*** SELECTED TEXT ***

Polo neck

An example of a classic polo neck.

A polo neck (UK) (or turtle neck in the US) is a garment—usually a sweater—with a close-fitting, round, and high collar that folds over and covers the neck. It can also refer to the style of collar itself, or be used as an adjective ("polo-necked").


History

Woman in a black polo neck.

The poloneck sweater, like most sweaters, first emerged in the 1890s as an article of sportswear. It had a varied application but was most often used for the more static players in field sports (a use preserved for the soccer goalkeeper as late as the 1950s in the UK). It was also used in some equestrian activities, though no evidence exists for its use in polo, which might otherwise have explained its name. Originally a thick woollen garment, lighter versions were designed for those who found coarser wool uncomfortable against their skin. These lighter polonecks would become popular for golf amongst both sexes by 1895. Its use by women was also extended into field sports like hockey soon after this. This use as sports wear would continue into the early 20th Century.

Workwear

Polonecks crossed over from sportswear to work wear at the turn of the century, mostly amongst menial workers and seamen. The latter use at sea also led to its adoption by Royal Navy. It was probably at this time that its unisex status as sportswear was exploited by early feminists, who would wear their Hockey sweaters as day wear.

Casual wear

Over time polonecks would become acceptable casual wear, though still usually for men only. It was in this stage that a range of light polonecks in a variety of colours began to be designed. Their adoption by Noel Coward in the 1920s turned them into a brief middle class fashion trend. Again, it was the feminists who turned these into a unisex item.

*** RECORDS FOR THIS TASK ***

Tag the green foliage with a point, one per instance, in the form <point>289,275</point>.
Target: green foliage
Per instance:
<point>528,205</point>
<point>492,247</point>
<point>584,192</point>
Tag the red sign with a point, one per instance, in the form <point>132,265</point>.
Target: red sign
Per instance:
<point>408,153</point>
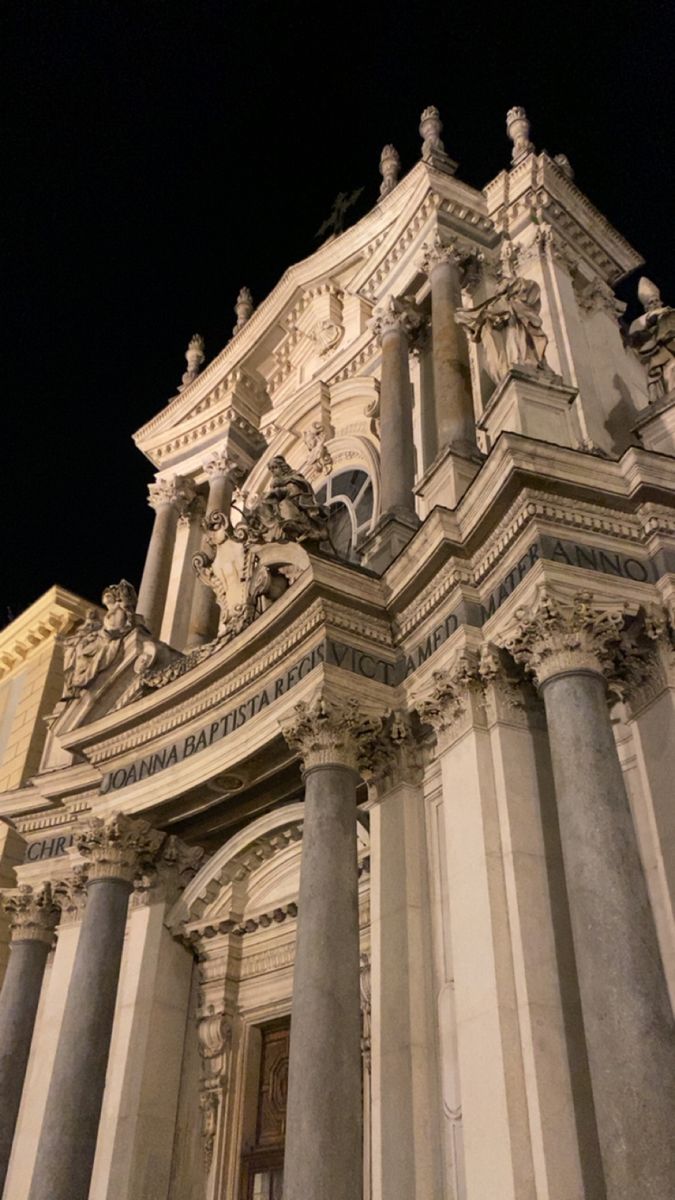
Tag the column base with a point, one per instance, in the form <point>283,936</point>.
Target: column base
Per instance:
<point>656,425</point>
<point>448,478</point>
<point>533,402</point>
<point>390,534</point>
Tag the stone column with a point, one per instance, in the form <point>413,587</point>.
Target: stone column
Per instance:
<point>34,917</point>
<point>627,1018</point>
<point>454,425</point>
<point>323,1132</point>
<point>204,613</point>
<point>115,850</point>
<point>167,497</point>
<point>394,328</point>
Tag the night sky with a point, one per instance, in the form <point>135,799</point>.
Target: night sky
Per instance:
<point>160,155</point>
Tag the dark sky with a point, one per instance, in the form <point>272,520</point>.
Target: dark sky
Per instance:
<point>160,155</point>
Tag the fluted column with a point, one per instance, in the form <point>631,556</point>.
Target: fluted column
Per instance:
<point>168,498</point>
<point>394,327</point>
<point>221,472</point>
<point>34,917</point>
<point>115,850</point>
<point>453,405</point>
<point>571,647</point>
<point>324,1122</point>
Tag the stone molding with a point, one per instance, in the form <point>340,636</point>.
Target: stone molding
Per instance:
<point>335,733</point>
<point>557,636</point>
<point>33,913</point>
<point>117,847</point>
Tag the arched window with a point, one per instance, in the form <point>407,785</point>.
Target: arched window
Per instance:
<point>348,495</point>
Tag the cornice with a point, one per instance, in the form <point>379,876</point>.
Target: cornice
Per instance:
<point>55,612</point>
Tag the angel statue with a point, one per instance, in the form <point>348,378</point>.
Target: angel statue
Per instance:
<point>96,643</point>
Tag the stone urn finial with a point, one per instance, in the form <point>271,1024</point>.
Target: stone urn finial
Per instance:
<point>518,130</point>
<point>389,169</point>
<point>195,358</point>
<point>244,309</point>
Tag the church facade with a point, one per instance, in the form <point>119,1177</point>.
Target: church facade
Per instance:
<point>346,869</point>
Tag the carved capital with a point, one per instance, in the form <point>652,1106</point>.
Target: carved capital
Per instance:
<point>398,316</point>
<point>437,253</point>
<point>33,913</point>
<point>117,847</point>
<point>327,733</point>
<point>167,875</point>
<point>71,895</point>
<point>557,636</point>
<point>178,492</point>
<point>221,463</point>
<point>214,1032</point>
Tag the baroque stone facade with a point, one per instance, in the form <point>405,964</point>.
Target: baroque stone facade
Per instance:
<point>383,743</point>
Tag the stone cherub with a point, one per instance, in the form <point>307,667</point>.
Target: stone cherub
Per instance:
<point>508,324</point>
<point>96,643</point>
<point>288,510</point>
<point>652,336</point>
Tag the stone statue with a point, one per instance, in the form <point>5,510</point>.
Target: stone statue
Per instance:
<point>652,335</point>
<point>96,643</point>
<point>244,309</point>
<point>318,456</point>
<point>195,357</point>
<point>518,130</point>
<point>389,169</point>
<point>288,511</point>
<point>508,325</point>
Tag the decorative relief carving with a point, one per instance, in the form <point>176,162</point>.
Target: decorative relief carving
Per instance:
<point>336,733</point>
<point>117,847</point>
<point>214,1032</point>
<point>556,636</point>
<point>33,913</point>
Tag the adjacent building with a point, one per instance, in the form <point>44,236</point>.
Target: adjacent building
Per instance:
<point>348,859</point>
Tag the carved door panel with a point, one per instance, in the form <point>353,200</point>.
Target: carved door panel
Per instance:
<point>262,1168</point>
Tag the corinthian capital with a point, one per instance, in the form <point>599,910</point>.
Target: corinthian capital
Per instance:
<point>556,636</point>
<point>220,463</point>
<point>396,316</point>
<point>178,491</point>
<point>336,733</point>
<point>117,847</point>
<point>33,913</point>
<point>436,253</point>
<point>455,694</point>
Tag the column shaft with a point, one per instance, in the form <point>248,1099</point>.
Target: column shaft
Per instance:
<point>18,1006</point>
<point>323,1140</point>
<point>452,381</point>
<point>396,443</point>
<point>204,612</point>
<point>153,593</point>
<point>625,1002</point>
<point>67,1143</point>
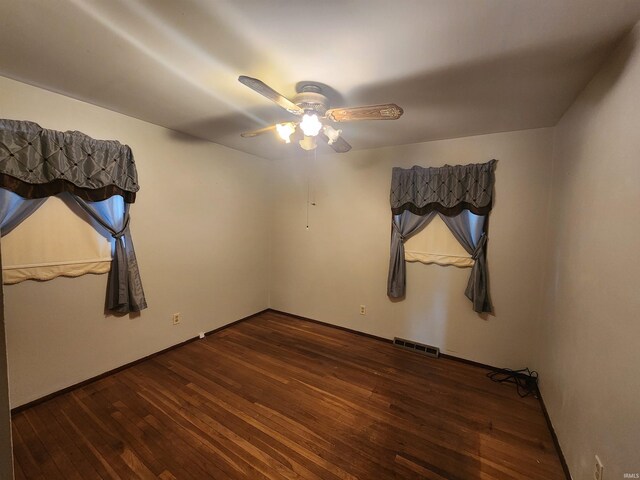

***

(WORK INSTRUCTIONS):
• 1. Select every one of the rows above that contains the string "door", treating uppercase and lowercase letters as different.
• 2. Pick up the polo neck text after its final sentence and continue it.

(RESPONSES):
• 1.
Tag the carved door panel with a point, one per instance, in the form <point>353,200</point>.
Target: carved door panel

• 2.
Absorbed into mainstream American fashion by the mid 20th century, the poloneck came to be viewed as an anti-tie, a smart form of dress for those who rejected formal wear.

Womens wear

Later its increasing acceptability as women's wear saw it become a fad amongst teenage girls, especially in a lightweight form that emphasised aspects of their figures. It was not long before Hollywood was also exploiting this image as part of the sweater girl look.

By the late 1950s the "tight poloneck" had been adopted as part of the preppie style amongst students, a style emphasising neatness, tidiness and grooming. This would become an important aspect of the polonecks image in America. The look would filter through to Britain and Europe in a watered down version.

In contrast, France saw the black poloneck adopted by left wing bohemians and intellectuals, and by the late 1950s their counterparts in the United States and Britain had also adopted the fashion.

Feminist wear

This trend continued into the 1960s and 1970s, with the white poloneck being briefly adopted as a corresponding item for mainstream feminists. The poloneck was generally seen as a unisex and classless garment and wearing one remained a political statement in many circles. However, the poloneck in all its forms soon became a standard wardrobe item for both sexes during this period.

As explained in the spandex fetishism article, another reason why spandex and other tight fabrics may be fetishised is that the garment forms a "second skin," acting as a fetishistic surrogate for the wearer's own skin. Wearers of skin-tight spandex garments can appear naked or coated in a shiny substance like paint. The tightness of the garments may also be seen as sexual bondage.

Polo neck with sleeves. Polo neck without sleeves.

Return to fashion

By the 1980s it was largely out of fashion, though continued to be regarded as a staple item. However the 1990s saw its return to the catwalk, and it was soon to regain its place as a popular fashion item, particularly in America and on the Continent.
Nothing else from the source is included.